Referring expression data
BEGIN

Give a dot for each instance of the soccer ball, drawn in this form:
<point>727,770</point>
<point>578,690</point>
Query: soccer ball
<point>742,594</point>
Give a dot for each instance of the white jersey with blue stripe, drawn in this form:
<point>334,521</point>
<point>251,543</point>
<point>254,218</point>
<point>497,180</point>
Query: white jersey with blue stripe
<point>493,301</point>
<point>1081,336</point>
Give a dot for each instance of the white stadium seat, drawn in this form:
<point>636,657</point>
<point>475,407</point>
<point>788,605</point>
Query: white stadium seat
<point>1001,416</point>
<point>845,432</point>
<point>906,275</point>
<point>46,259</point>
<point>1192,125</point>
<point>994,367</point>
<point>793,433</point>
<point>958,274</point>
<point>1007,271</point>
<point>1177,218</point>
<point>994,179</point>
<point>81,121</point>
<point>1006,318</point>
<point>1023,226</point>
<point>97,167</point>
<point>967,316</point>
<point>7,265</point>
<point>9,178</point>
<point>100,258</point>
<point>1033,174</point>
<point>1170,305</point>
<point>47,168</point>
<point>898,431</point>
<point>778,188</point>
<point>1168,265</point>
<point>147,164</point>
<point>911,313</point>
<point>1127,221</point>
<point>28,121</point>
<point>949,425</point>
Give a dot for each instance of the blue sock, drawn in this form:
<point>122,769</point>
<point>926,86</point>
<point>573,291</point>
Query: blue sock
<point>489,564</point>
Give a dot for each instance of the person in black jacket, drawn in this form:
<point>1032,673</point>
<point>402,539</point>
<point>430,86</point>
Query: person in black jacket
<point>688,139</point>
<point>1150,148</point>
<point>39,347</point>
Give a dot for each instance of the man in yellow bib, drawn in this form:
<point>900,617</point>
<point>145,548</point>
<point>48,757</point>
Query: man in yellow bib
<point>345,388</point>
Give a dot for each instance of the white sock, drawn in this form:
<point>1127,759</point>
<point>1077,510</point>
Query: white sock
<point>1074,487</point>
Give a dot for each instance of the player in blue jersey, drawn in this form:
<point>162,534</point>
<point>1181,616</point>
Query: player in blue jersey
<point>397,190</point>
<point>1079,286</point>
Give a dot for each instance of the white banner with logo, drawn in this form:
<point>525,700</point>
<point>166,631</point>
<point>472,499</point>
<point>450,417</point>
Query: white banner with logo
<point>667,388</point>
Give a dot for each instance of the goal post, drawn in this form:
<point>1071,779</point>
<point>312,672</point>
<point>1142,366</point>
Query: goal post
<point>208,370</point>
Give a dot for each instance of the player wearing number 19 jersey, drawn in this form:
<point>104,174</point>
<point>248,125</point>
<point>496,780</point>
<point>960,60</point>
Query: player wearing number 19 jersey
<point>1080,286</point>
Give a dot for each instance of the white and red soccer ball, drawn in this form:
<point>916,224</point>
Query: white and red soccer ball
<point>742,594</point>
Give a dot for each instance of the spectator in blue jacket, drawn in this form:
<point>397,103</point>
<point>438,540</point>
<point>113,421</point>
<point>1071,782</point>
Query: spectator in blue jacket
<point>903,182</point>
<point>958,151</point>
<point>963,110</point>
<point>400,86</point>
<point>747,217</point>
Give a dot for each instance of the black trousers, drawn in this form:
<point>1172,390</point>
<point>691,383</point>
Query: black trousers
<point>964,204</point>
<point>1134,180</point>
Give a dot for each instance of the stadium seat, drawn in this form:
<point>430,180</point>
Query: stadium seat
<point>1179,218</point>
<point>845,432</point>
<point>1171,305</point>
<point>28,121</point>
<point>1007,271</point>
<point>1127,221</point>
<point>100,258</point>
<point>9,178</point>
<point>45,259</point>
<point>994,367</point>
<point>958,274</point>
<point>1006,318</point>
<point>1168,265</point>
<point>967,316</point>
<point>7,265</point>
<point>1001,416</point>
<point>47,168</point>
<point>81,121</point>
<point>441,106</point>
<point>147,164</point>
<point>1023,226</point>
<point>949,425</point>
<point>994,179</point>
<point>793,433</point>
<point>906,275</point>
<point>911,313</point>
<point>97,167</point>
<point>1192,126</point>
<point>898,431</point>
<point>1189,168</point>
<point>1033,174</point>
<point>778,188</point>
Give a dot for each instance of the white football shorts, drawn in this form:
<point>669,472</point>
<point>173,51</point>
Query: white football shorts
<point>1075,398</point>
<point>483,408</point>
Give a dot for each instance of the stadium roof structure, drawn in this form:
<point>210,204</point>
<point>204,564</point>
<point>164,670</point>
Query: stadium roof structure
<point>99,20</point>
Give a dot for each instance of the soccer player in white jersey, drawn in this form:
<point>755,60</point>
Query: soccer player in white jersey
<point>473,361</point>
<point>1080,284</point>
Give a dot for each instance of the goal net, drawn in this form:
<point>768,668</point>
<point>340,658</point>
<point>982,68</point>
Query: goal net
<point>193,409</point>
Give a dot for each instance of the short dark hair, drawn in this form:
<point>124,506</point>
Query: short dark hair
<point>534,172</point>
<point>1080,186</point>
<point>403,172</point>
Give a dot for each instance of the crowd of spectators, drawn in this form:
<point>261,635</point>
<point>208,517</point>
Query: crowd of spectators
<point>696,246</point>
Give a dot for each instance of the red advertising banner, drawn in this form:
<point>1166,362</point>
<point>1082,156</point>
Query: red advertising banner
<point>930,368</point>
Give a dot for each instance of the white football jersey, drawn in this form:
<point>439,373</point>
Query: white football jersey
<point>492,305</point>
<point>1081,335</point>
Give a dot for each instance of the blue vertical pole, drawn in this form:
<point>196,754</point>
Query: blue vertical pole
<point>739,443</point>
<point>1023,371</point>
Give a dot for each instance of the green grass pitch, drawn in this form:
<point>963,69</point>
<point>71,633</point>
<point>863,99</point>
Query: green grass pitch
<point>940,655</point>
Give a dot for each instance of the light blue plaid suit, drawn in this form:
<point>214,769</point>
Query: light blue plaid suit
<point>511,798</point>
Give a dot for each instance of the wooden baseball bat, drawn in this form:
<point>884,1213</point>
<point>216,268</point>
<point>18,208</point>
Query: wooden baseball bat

END

An exact copy of all the records is the only acceptable answer.

Give a dot for each instance of the soccer ball, drawn in this form:
<point>727,770</point>
<point>578,690</point>
Query: soccer ball
<point>742,594</point>
Give a dot for each instance of the white jersey with blue stripe, drawn in this form:
<point>334,521</point>
<point>251,543</point>
<point>254,218</point>
<point>497,180</point>
Query: white jersey with blue stripe
<point>493,301</point>
<point>1081,336</point>
Give a dot for each instance of the white stadium seat, drawn in this form:
<point>636,657</point>
<point>475,407</point>
<point>788,605</point>
Query: white stadium seat
<point>1001,416</point>
<point>845,432</point>
<point>906,275</point>
<point>46,259</point>
<point>1192,125</point>
<point>994,367</point>
<point>793,433</point>
<point>958,274</point>
<point>1007,271</point>
<point>1177,218</point>
<point>994,179</point>
<point>81,121</point>
<point>1006,318</point>
<point>1023,226</point>
<point>97,167</point>
<point>967,316</point>
<point>7,265</point>
<point>9,178</point>
<point>100,258</point>
<point>1033,174</point>
<point>1170,305</point>
<point>47,168</point>
<point>898,431</point>
<point>778,188</point>
<point>1168,265</point>
<point>147,164</point>
<point>911,313</point>
<point>1127,221</point>
<point>28,121</point>
<point>949,425</point>
Give a dot for each instance of the blue sock, drawn in this form:
<point>122,769</point>
<point>926,86</point>
<point>573,291</point>
Query: blue sock
<point>489,564</point>
Give a dot for each instance of the person in black jacket, drawn in this form:
<point>1032,673</point>
<point>402,539</point>
<point>430,86</point>
Query: person in black jacket
<point>688,139</point>
<point>1150,148</point>
<point>39,347</point>
Give a dot for each instance of the man in yellow bib, drawn in this form:
<point>900,617</point>
<point>145,548</point>
<point>48,757</point>
Query: man in yellow bib
<point>345,388</point>
Give a dot for each instance of the white sock, drawn in this form:
<point>1127,759</point>
<point>1077,510</point>
Query: white sock
<point>1074,487</point>
Give a dot for each instance of the player in blue jersey, drawn in this form:
<point>162,534</point>
<point>1181,616</point>
Query: player in blue jersey
<point>397,190</point>
<point>1079,286</point>
Give a dot for each instance of the white banner with logo, drawn in this form:
<point>525,700</point>
<point>166,631</point>
<point>472,499</point>
<point>450,417</point>
Query: white banner with logo
<point>667,388</point>
Give a dot for each instance of the goal post, drawn in this form:
<point>1071,779</point>
<point>312,672</point>
<point>1142,366</point>
Query: goal post
<point>208,370</point>
Give a dot for each instance of the player wearing number 19 jersey, drawn in this form:
<point>104,174</point>
<point>248,125</point>
<point>496,780</point>
<point>960,60</point>
Query: player wearing number 19 jersey
<point>1080,286</point>
Give a dot for each instance of the white and red soccer ball, drawn in this form:
<point>916,224</point>
Query: white and red soccer ball
<point>742,594</point>
Give a dot for each instance of the spectator in blue jacket, drawn in this form:
<point>397,103</point>
<point>438,540</point>
<point>113,421</point>
<point>1071,782</point>
Query: spectator in blue jacket
<point>903,182</point>
<point>958,151</point>
<point>963,110</point>
<point>400,86</point>
<point>747,217</point>
Give a dot for each instance of the black trousers, drawn in this form:
<point>1172,390</point>
<point>691,383</point>
Query: black trousers
<point>964,204</point>
<point>1134,180</point>
Give a dot for each instance of the stadium seat, drawn in this form:
<point>430,180</point>
Query: stadium seat
<point>1179,218</point>
<point>845,432</point>
<point>1171,305</point>
<point>28,121</point>
<point>1007,271</point>
<point>1127,221</point>
<point>100,258</point>
<point>9,178</point>
<point>45,259</point>
<point>994,367</point>
<point>958,274</point>
<point>1006,318</point>
<point>1168,265</point>
<point>967,316</point>
<point>7,265</point>
<point>1001,416</point>
<point>47,168</point>
<point>81,121</point>
<point>441,106</point>
<point>147,164</point>
<point>1023,226</point>
<point>949,425</point>
<point>994,179</point>
<point>793,433</point>
<point>906,275</point>
<point>911,313</point>
<point>97,167</point>
<point>1192,126</point>
<point>898,431</point>
<point>1189,168</point>
<point>1033,174</point>
<point>778,188</point>
Give a dot for each instance of the white football shorts, drawn in this form:
<point>669,472</point>
<point>173,51</point>
Query: white football shorts
<point>1075,398</point>
<point>483,408</point>
Give a dot for each instance of the stadium roof structure, drawn in this form:
<point>210,204</point>
<point>204,564</point>
<point>164,670</point>
Query: stadium roof structure
<point>99,20</point>
Give a dot for each instance of the soccer player in white jersey, drawn in this form:
<point>755,60</point>
Query: soccer player in white jersey
<point>473,361</point>
<point>1080,284</point>
Give a dot for each instance of the goal net, drawn in this form:
<point>768,668</point>
<point>340,658</point>
<point>982,68</point>
Query: goal net
<point>193,409</point>
Give a dot for each instance of the short dark hair, drawn in this form:
<point>124,506</point>
Query: short dark hair
<point>534,172</point>
<point>1080,186</point>
<point>403,172</point>
Give a dot for each instance of the crowd of spectators, drawn in this form:
<point>261,635</point>
<point>208,517</point>
Query: crowd of spectators
<point>696,246</point>
Give a dot for each instance of the red advertising banner, drawn in this form:
<point>1166,362</point>
<point>1082,156</point>
Query: red advertising banner
<point>930,368</point>
Give a dot for each instance of the white football jersey, drawn in this form:
<point>439,373</point>
Query: white football jersey
<point>492,305</point>
<point>1081,335</point>
Give a dot for each instance of the blue vertical pole, drawn in this form:
<point>196,754</point>
Query: blue vertical pole
<point>739,443</point>
<point>1023,371</point>
Give a dot for each instance of the green grass pitch, drawn in this form:
<point>963,69</point>
<point>71,633</point>
<point>863,99</point>
Query: green grass pitch
<point>940,655</point>
Give a dot for each instance of the light blue plaid suit, drawn in this form:
<point>214,769</point>
Query: light blue plaid suit
<point>511,798</point>
Give a dot for each instance of the wooden baseball bat, drawn in this form:
<point>884,1213</point>
<point>216,268</point>
<point>18,208</point>
Query: wooden baseball bat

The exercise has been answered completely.